**Your goal**
Filter the items below, keeping only the lines that contain the string "building", and copy each kept line in full.

**Records provided**
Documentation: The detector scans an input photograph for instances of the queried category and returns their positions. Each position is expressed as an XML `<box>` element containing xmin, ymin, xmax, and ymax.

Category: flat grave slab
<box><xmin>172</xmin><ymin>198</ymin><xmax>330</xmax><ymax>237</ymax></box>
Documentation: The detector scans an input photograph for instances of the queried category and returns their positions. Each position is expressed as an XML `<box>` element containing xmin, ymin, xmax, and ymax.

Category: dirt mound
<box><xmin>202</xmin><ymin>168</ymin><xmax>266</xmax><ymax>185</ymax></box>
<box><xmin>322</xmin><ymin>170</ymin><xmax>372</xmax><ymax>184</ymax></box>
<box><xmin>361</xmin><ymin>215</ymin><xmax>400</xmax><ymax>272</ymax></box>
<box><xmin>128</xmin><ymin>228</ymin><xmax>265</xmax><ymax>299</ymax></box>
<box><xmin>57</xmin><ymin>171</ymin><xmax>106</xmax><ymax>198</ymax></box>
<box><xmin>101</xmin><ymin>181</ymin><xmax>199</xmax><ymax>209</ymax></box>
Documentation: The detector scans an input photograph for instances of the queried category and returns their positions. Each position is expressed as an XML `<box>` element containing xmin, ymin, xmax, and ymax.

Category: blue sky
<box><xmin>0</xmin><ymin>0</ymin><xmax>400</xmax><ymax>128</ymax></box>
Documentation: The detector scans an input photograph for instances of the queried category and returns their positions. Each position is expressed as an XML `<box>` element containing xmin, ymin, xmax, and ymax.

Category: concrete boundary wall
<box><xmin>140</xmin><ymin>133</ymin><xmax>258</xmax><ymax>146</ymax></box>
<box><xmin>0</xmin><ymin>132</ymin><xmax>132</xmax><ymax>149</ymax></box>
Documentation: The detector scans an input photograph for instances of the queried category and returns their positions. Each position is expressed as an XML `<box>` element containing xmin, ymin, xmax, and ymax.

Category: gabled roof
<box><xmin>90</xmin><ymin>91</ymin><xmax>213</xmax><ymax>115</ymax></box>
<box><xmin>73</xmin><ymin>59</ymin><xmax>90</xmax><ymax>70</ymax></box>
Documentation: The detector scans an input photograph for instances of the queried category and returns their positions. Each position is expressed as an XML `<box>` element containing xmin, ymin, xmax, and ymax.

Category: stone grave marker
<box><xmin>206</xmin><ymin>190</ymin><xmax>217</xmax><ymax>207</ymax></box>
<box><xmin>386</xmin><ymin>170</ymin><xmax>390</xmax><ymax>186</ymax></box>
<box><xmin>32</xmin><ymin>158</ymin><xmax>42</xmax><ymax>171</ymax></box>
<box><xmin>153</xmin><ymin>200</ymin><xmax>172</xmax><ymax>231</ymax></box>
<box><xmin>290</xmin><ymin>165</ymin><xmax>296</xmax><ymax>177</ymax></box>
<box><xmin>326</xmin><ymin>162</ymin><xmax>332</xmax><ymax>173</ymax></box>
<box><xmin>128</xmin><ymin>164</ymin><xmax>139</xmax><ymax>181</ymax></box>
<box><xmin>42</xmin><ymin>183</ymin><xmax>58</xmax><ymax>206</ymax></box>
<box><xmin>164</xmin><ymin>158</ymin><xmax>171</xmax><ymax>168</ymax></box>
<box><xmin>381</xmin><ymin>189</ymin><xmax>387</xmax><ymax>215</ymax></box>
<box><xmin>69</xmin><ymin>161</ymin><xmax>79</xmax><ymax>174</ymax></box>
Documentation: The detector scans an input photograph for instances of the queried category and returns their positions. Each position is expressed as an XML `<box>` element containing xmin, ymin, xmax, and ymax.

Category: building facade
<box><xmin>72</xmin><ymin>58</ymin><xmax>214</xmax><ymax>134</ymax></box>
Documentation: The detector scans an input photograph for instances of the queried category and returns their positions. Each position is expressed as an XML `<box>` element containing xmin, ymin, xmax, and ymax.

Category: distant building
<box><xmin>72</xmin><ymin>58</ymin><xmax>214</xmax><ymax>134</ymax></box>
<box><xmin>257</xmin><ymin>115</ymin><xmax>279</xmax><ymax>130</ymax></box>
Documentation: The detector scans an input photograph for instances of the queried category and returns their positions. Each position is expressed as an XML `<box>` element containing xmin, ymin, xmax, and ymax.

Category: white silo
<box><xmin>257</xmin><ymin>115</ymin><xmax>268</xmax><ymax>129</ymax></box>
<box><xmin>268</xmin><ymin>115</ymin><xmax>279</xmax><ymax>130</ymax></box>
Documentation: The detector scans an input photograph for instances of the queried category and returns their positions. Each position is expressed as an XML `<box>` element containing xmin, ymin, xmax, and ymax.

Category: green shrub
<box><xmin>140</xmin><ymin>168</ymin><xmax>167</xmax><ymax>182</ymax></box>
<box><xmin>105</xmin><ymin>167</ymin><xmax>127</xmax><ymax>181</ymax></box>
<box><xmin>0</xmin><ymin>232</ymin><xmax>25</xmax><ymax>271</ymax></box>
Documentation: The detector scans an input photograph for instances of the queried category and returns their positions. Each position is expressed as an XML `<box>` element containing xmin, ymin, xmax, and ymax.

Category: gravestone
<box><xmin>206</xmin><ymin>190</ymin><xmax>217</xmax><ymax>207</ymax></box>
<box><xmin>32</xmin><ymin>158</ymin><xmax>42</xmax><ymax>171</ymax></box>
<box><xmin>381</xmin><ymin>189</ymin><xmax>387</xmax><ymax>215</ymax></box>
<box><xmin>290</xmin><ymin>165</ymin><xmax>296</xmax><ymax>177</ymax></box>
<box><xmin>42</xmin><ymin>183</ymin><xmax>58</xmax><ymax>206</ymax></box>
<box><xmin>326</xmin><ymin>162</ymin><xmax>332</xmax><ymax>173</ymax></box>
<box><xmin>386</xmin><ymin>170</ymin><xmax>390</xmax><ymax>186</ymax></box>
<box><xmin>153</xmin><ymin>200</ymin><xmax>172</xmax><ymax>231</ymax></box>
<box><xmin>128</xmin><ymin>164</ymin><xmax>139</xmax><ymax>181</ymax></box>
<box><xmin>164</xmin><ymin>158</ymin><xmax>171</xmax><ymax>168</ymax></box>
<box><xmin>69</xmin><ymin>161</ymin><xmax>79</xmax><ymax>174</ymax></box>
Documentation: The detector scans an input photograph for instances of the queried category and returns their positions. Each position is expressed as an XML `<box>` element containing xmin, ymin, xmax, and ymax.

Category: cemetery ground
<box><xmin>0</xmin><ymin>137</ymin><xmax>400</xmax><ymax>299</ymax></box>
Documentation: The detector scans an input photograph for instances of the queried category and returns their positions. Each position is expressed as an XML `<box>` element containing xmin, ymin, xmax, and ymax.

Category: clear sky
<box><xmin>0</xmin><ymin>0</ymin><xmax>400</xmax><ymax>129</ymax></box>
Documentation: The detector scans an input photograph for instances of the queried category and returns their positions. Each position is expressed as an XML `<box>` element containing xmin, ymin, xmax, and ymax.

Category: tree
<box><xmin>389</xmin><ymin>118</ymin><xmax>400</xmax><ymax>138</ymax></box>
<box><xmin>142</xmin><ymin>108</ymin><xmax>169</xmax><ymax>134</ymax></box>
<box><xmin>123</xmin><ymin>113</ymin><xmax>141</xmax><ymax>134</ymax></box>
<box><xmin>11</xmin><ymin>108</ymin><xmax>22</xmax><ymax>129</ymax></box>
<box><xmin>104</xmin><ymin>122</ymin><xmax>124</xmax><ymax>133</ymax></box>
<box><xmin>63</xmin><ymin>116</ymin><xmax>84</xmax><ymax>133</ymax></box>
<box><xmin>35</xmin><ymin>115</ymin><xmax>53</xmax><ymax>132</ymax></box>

==

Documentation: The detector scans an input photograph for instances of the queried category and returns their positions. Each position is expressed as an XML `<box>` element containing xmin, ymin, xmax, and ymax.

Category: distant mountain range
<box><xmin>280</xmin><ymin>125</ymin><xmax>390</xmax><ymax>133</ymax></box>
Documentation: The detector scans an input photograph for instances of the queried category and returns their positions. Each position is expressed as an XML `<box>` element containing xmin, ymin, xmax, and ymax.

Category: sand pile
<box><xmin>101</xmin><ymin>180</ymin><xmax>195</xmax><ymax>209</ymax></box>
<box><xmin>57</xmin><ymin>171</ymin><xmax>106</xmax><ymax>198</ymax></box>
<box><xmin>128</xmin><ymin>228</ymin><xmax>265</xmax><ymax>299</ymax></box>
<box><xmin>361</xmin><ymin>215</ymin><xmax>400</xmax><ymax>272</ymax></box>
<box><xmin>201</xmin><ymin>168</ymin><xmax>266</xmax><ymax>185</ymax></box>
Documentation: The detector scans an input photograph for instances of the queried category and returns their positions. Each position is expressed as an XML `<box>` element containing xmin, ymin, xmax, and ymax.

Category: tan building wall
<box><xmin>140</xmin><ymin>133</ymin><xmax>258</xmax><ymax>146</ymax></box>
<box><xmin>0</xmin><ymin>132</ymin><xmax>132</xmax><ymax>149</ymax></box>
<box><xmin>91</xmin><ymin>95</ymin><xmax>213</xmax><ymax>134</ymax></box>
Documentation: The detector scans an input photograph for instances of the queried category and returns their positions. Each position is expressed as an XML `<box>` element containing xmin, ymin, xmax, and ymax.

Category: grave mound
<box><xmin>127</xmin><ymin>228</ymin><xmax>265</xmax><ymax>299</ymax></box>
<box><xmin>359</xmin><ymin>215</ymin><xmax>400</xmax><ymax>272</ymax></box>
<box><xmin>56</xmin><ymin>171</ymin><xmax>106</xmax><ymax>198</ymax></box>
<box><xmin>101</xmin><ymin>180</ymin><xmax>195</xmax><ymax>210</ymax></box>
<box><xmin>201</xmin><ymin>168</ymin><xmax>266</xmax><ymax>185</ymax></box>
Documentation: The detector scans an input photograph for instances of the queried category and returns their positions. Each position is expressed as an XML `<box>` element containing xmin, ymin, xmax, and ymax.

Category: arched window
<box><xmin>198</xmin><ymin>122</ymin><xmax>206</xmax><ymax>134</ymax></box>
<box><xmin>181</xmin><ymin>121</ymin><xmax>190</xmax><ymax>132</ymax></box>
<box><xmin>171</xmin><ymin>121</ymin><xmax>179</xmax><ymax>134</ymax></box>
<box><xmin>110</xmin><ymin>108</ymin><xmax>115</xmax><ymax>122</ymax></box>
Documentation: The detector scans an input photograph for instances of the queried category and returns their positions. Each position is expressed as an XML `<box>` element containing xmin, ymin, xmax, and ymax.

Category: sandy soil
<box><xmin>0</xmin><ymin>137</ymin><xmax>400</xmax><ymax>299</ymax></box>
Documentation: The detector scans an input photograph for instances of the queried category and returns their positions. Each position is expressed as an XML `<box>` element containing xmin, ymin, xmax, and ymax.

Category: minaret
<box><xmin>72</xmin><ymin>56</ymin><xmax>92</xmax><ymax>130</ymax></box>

**Complete output**
Category: building facade
Category: distant building
Category: tan building wall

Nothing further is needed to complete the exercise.